Data entries ▸
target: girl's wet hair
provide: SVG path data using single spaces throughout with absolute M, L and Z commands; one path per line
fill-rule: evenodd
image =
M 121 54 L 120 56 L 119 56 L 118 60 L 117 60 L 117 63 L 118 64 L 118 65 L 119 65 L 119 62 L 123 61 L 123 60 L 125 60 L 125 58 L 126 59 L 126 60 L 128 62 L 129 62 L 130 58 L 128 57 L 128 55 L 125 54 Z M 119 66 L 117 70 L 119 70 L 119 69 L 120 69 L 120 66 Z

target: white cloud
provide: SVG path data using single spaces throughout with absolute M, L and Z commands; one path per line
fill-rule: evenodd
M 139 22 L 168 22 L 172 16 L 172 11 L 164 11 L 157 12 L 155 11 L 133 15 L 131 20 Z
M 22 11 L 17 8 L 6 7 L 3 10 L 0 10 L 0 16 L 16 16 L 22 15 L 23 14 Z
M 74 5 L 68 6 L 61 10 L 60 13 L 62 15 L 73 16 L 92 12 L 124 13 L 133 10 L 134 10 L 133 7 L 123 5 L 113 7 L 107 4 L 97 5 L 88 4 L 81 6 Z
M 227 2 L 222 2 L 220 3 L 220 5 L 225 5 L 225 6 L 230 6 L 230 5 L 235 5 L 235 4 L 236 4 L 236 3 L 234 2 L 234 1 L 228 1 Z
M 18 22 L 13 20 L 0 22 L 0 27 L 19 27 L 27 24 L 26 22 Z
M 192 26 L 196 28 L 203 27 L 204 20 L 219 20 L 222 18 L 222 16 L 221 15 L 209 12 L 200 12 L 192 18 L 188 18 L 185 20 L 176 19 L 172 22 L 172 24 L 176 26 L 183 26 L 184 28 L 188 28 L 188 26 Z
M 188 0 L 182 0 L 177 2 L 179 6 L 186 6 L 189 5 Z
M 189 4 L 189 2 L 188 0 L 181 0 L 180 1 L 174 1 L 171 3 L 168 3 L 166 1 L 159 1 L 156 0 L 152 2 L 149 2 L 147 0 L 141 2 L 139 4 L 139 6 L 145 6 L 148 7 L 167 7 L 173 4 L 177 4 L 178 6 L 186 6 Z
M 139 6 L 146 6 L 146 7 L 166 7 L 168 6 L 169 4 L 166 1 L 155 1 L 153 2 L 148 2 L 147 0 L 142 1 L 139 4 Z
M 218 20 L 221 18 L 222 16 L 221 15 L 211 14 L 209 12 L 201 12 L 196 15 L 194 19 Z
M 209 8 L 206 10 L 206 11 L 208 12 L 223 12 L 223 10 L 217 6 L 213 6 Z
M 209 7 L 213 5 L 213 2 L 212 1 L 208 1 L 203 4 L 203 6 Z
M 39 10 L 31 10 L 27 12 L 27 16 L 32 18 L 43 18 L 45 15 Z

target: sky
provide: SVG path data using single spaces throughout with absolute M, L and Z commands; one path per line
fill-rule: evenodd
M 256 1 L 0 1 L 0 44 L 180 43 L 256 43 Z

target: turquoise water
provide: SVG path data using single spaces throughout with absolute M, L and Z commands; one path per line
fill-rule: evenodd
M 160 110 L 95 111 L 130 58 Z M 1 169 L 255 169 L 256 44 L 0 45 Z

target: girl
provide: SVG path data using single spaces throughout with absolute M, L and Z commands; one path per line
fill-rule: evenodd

What to do ▸
Print every record above exactly as written.

Written response ▸
target: girl's wet hair
provide: SVG path data using single spaces throughout with absolute M, L and Z commands; one path per line
fill-rule: evenodd
image =
M 121 54 L 120 56 L 119 56 L 118 60 L 117 60 L 117 63 L 118 64 L 118 65 L 119 65 L 119 62 L 123 61 L 123 60 L 125 60 L 125 58 L 126 59 L 126 60 L 128 62 L 129 62 L 130 58 L 128 57 L 128 55 L 125 54 Z M 119 66 L 117 70 L 119 70 L 119 69 L 120 69 L 120 66 Z

target: white cloud
provide: SVG path data using single spaces throughout with absolute M, L and Z commands; one path per line
fill-rule: evenodd
M 139 22 L 168 22 L 172 16 L 172 11 L 164 11 L 157 12 L 155 11 L 133 15 L 131 20 Z
M 22 11 L 17 8 L 6 7 L 3 10 L 0 10 L 0 16 L 16 16 L 22 15 L 23 14 Z
M 74 5 L 68 6 L 61 10 L 60 13 L 62 15 L 73 16 L 92 12 L 124 13 L 133 10 L 134 10 L 133 7 L 123 5 L 113 7 L 107 4 L 97 5 L 88 4 L 81 6 Z
M 227 2 L 222 2 L 220 3 L 220 5 L 225 5 L 225 6 L 230 6 L 230 5 L 235 5 L 235 4 L 236 4 L 236 3 L 234 2 L 234 1 L 228 1 Z
M 18 22 L 13 20 L 0 22 L 0 27 L 19 27 L 27 24 L 26 22 Z
M 192 26 L 196 28 L 203 27 L 204 20 L 219 20 L 222 18 L 222 16 L 221 15 L 209 12 L 200 12 L 192 18 L 188 18 L 185 20 L 176 19 L 172 22 L 172 24 L 176 26 L 183 26 L 184 28 L 188 28 L 188 26 Z
M 188 0 L 182 0 L 177 2 L 179 6 L 186 6 L 189 5 Z
M 189 4 L 189 2 L 188 0 L 181 0 L 180 1 L 174 1 L 171 3 L 168 3 L 166 1 L 159 1 L 156 0 L 152 2 L 149 2 L 147 0 L 141 2 L 139 4 L 139 6 L 145 6 L 148 7 L 167 7 L 173 4 L 177 4 L 178 6 L 186 6 Z
M 139 6 L 146 6 L 146 7 L 166 7 L 168 6 L 169 4 L 166 1 L 155 1 L 153 2 L 148 2 L 147 0 L 142 1 L 139 4 Z
M 218 20 L 221 18 L 222 16 L 221 15 L 211 14 L 209 12 L 201 12 L 196 15 L 194 19 Z
M 209 8 L 206 10 L 206 11 L 208 12 L 223 12 L 223 10 L 217 6 L 213 6 Z
M 209 7 L 213 5 L 213 2 L 212 1 L 208 1 L 203 4 L 203 6 Z
M 39 10 L 31 10 L 27 12 L 27 16 L 32 18 L 43 18 L 45 15 Z

target: sky
provide: SVG path data using single spaces throughout with absolute M, L and Z commands; one path per line
fill-rule: evenodd
M 256 1 L 0 1 L 0 44 L 180 43 L 256 43 Z

target: turquoise water
provide: SVG path data using single spaces throughout with absolute M, L and Z commands; one path per line
fill-rule: evenodd
M 160 110 L 95 111 L 130 58 Z M 1 169 L 255 169 L 256 44 L 0 45 Z

target: girl
provide: SVG path data using single spaces throughout with absolute M, L and Z commands; one path per line
fill-rule: evenodd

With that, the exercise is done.